== PROBLEM REQUIREMENTS ==
Take the records from their first line through the line containing "0,88 -> 220,165", inclusive, and rename "utility pole" to "power pole". Return only those lines, with everything else unchanged.

== EXTRACTED MATERIAL ==

————

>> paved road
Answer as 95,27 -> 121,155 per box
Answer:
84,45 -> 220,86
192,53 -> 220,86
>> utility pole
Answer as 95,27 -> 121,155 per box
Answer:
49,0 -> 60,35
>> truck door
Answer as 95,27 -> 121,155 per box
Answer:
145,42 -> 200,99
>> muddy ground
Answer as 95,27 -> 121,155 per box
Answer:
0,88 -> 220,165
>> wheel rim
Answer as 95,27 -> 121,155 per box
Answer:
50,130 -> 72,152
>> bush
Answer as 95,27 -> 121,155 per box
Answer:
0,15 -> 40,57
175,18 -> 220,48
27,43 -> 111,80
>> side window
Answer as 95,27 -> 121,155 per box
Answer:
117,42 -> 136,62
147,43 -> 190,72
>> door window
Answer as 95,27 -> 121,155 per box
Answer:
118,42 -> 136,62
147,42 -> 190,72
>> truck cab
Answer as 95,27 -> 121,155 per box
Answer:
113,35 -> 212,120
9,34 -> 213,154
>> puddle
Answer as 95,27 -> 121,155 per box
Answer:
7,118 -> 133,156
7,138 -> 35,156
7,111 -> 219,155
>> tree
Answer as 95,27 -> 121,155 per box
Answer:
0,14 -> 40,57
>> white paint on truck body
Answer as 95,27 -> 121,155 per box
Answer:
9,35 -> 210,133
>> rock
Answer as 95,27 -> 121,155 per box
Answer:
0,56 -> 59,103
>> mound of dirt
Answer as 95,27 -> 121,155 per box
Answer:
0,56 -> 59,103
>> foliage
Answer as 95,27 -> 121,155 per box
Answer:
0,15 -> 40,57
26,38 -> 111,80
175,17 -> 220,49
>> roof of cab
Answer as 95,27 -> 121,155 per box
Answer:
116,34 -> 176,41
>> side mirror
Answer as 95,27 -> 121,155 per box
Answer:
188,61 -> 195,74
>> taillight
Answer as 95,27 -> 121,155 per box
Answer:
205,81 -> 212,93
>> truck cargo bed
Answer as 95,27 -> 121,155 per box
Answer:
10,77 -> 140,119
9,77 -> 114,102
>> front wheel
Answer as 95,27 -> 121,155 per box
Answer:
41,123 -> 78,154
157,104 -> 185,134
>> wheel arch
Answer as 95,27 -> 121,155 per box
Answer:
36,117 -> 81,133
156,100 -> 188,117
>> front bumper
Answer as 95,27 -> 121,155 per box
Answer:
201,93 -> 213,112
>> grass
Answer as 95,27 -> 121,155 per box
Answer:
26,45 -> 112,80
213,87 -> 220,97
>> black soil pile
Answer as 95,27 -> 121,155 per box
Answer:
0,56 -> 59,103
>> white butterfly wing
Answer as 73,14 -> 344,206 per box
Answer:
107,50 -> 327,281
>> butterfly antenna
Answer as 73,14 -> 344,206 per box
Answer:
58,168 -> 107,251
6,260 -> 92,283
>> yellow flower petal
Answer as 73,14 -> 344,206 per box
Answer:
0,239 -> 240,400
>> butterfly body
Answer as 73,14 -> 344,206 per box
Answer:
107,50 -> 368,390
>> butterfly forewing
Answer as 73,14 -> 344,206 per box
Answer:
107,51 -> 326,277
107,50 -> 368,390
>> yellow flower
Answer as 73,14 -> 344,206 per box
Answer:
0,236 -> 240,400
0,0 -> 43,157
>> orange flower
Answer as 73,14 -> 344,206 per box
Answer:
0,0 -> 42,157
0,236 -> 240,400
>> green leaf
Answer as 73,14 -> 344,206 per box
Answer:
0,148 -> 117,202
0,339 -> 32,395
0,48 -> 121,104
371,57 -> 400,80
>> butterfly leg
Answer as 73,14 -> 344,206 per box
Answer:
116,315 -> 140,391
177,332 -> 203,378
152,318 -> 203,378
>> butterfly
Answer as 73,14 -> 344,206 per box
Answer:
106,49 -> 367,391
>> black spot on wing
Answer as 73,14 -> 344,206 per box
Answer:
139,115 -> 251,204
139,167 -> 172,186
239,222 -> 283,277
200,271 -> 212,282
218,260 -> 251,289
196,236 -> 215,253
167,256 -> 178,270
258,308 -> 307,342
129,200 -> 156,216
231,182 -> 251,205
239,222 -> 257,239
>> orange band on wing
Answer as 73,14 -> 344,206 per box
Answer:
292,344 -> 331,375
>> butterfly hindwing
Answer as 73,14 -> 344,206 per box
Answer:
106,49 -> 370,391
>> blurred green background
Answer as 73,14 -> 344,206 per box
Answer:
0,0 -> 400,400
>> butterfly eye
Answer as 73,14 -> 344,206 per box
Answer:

————

== OUTPUT BELOW ==
>> paved road
Answer as 95,27 -> 121,155 per box
Answer:
84,45 -> 220,86
192,53 -> 220,86
>> power pole
Answer as 95,27 -> 121,155 per box
Answer:
49,0 -> 60,35
>> truck door
Answer as 95,27 -> 121,155 per box
Answer:
145,42 -> 200,99
>> muddy ground
Answer as 95,27 -> 121,155 per box
Answer:
0,88 -> 220,165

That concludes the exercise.